EXERCISE OBJECTIVE:
Each line of the listing that includes the string "countertop" is to be identified and copied.

TASK INPUT:

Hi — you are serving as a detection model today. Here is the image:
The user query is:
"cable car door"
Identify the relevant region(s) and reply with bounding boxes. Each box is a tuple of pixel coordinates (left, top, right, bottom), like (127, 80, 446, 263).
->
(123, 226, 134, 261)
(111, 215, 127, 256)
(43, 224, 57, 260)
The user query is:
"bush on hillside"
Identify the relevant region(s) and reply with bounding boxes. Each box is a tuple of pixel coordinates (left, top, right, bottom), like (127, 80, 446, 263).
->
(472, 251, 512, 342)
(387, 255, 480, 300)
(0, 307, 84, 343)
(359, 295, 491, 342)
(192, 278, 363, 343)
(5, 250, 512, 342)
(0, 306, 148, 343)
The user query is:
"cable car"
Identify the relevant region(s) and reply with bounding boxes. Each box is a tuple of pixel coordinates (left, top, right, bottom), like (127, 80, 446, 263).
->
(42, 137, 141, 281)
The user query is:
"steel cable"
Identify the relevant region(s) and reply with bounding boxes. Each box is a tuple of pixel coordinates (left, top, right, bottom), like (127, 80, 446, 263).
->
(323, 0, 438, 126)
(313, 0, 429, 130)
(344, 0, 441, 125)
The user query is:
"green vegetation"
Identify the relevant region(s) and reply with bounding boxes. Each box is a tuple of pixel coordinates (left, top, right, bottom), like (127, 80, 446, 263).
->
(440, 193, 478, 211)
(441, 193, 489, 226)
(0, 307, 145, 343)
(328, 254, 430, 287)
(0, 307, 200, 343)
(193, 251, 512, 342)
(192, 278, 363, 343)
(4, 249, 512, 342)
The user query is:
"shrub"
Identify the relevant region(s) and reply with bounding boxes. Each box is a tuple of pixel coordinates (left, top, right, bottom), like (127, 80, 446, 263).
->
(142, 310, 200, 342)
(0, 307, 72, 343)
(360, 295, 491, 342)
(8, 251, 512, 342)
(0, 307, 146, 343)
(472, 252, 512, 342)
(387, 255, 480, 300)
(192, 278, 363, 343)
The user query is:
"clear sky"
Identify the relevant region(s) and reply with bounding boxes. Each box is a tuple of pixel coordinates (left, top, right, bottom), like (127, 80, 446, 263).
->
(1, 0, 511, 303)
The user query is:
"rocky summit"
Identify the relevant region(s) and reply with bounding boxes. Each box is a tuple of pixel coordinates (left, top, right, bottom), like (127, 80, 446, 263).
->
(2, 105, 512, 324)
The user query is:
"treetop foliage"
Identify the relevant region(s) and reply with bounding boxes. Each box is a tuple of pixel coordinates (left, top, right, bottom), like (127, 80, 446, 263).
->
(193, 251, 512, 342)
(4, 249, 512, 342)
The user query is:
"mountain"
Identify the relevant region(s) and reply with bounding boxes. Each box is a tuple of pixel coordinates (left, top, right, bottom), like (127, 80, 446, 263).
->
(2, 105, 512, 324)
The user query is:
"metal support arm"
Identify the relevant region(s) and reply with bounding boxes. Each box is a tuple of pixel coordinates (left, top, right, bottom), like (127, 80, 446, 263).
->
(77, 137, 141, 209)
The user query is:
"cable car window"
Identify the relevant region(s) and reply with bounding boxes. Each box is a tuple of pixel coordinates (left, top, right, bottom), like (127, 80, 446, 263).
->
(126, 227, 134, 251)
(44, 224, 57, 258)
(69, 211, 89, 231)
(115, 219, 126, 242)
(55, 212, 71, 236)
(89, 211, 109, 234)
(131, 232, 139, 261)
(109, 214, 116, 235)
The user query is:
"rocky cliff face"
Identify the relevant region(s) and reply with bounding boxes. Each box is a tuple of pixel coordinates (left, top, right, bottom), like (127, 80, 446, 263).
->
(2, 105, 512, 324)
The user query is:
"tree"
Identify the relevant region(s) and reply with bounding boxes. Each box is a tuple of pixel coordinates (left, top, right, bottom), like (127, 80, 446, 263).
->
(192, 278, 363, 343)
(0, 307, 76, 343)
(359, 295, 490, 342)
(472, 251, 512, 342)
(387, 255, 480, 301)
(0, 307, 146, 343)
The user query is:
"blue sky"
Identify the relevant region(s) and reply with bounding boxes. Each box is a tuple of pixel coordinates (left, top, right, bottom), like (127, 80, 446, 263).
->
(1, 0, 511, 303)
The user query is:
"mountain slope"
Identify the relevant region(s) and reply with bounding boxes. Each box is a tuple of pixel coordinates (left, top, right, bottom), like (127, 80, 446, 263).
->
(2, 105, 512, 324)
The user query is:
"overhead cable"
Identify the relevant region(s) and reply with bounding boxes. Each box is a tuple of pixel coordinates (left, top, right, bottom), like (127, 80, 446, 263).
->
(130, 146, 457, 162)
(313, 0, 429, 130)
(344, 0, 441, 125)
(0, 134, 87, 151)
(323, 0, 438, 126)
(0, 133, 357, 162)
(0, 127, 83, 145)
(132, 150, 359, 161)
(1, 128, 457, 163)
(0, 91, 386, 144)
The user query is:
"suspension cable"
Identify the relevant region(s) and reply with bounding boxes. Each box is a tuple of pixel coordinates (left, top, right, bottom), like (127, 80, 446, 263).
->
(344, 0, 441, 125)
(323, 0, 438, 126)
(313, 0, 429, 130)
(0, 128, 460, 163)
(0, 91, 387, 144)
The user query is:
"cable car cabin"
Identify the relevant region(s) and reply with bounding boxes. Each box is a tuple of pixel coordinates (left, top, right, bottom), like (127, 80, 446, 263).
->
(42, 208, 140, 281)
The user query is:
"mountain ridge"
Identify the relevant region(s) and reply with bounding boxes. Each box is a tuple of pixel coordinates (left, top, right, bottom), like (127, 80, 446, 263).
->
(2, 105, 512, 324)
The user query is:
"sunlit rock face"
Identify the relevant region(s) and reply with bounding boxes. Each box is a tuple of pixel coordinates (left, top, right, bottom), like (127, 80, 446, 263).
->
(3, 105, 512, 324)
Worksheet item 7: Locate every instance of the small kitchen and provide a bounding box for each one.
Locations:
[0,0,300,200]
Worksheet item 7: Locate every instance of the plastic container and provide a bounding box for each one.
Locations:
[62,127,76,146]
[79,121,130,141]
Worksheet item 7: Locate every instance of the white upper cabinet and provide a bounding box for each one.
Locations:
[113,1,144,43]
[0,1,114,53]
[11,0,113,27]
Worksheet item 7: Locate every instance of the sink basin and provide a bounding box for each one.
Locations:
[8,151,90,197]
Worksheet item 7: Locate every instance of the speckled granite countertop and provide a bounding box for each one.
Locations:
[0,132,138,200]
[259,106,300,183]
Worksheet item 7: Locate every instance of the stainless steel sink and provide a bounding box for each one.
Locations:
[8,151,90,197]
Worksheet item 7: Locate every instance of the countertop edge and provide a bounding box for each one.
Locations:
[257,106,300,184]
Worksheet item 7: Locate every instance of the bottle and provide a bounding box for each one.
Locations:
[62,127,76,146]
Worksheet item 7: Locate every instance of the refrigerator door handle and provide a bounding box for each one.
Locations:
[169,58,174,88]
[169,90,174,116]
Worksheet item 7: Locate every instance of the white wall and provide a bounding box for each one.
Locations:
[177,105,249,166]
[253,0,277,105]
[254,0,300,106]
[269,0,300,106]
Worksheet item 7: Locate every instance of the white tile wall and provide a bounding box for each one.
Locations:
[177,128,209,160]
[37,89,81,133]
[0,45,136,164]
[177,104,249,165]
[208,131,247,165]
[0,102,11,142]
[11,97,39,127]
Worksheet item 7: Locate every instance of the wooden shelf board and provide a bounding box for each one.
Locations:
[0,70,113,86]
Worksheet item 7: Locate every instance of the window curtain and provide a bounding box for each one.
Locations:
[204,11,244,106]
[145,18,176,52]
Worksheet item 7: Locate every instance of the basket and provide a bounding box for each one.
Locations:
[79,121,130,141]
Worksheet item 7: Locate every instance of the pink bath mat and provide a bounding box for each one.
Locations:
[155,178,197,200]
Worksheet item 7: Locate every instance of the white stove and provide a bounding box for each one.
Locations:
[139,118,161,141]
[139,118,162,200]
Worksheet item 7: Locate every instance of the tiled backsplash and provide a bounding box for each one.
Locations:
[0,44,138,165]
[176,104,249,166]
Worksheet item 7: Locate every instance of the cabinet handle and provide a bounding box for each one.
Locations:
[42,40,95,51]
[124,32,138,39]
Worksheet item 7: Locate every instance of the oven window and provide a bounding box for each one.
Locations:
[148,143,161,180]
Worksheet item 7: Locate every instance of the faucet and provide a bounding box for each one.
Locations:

SOLUTION TO THE EXERCISE:
Worksheet item 7: Locate every instance of the speckled granite countertop and provide a bounding box for each one.
Worksheet item 7: Locate every instance of the countertop edge and provide a bounding box for each one.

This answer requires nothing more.